DIRECTION:
Can you put each line of the data below into a Markdown table with the columns Row and Line, numbering the rows and skipping blank lines? Leave the pictures out of the table.

-------- INFORMATION GIVEN --------

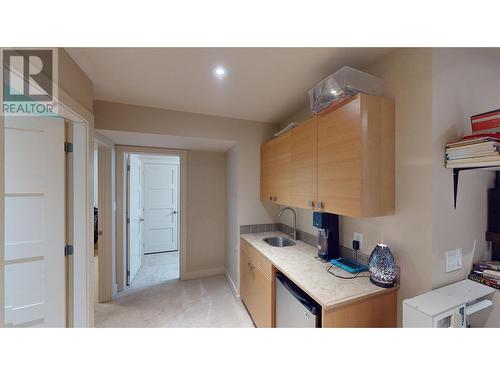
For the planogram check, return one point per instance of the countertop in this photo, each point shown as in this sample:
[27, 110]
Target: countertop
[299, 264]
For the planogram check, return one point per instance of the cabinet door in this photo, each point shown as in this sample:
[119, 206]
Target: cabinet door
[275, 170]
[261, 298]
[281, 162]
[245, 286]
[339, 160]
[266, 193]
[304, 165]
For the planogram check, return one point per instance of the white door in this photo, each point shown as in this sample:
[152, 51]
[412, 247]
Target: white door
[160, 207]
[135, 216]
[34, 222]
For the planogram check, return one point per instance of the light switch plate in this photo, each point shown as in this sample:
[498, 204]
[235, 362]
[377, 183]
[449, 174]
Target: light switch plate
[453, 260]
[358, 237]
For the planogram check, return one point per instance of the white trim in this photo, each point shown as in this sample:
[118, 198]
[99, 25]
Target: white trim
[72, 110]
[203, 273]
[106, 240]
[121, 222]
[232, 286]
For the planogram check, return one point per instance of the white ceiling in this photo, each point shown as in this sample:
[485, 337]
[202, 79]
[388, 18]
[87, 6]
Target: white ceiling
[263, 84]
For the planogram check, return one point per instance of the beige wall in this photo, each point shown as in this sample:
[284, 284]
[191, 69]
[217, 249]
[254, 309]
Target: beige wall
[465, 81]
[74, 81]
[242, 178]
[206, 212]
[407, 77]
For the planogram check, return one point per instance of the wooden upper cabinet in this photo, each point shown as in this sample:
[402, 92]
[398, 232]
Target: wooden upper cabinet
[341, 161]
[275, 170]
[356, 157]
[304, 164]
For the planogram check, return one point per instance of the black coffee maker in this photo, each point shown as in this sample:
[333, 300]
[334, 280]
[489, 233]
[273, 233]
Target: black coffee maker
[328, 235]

--------

WRITTEN SOLUTION:
| Row | Line |
|---|---|
| 1 | For the planogram check, return one point per instance of the countertop in this photo, each point shown as in this sample: |
| 2 | [27, 110] |
| 3 | Target: countertop |
| 4 | [299, 264] |
| 5 | For the planogram check, return one point per instance of the cabinet door in this photo, each point shown as in this sample: |
| 6 | [119, 206] |
| 7 | Target: cabinet door |
| 8 | [275, 170] |
| 9 | [261, 298] |
| 10 | [281, 162] |
| 11 | [245, 286] |
| 12 | [339, 160] |
| 13 | [266, 193] |
| 14 | [304, 165] |
| 15 | For the planogram check, return one point per instance of the white door in this photo, each point shown as in this sample: |
| 16 | [152, 51] |
| 17 | [412, 247] |
| 18 | Target: white door |
| 19 | [160, 207] |
| 20 | [135, 216] |
| 21 | [34, 222] |
| 22 | For the planogram check, return one point per instance of the light switch plate in this photo, each point shown as in this sample: |
| 23 | [498, 204] |
| 24 | [235, 362] |
| 25 | [377, 183] |
| 26 | [449, 174] |
| 27 | Target: light switch plate |
| 28 | [453, 260] |
| 29 | [358, 237] |
| 30 | For the planogram check, return one point per instance of the white trim in this photo, each point shown as in this sample: |
| 31 | [118, 198] |
| 32 | [99, 25] |
| 33 | Target: white trim |
| 34 | [72, 110] |
| 35 | [203, 273] |
| 36 | [106, 240] |
| 37 | [121, 222] |
| 38 | [232, 286] |
| 39 | For the planogram check, return one point per instance of the white ceiling in this photo, each point shown as in this sample: |
| 40 | [485, 337] |
| 41 | [202, 79] |
| 42 | [388, 18] |
| 43 | [87, 6] |
| 44 | Target: white ceiling |
| 45 | [263, 84] |
| 46 | For the planogram check, return one point per instance of the beige wall in this photo, each point shown as in this sample: |
| 47 | [284, 284] |
| 48 | [191, 69] |
| 49 | [217, 249] |
| 50 | [254, 309] |
| 51 | Target: beige wall |
| 52 | [465, 81] |
| 53 | [74, 81] |
| 54 | [242, 178] |
| 55 | [206, 212] |
| 56 | [407, 77] |
| 57 | For the planogram check, return one point per instance of the wooden upper cabinet in this photo, each point shown as in this sample: |
| 58 | [402, 92] |
| 59 | [398, 232] |
| 60 | Target: wooden upper cabinet |
| 61 | [341, 161] |
| 62 | [275, 170] |
| 63 | [356, 157] |
| 64 | [304, 164] |
| 65 | For the planogram check, return one point per instance of the black coffee maker in this photo, each point shown as in this sample: |
| 66 | [333, 300] |
| 67 | [334, 280] |
| 68 | [489, 233] |
| 69 | [273, 233] |
| 70 | Target: black coffee maker |
| 71 | [328, 235] |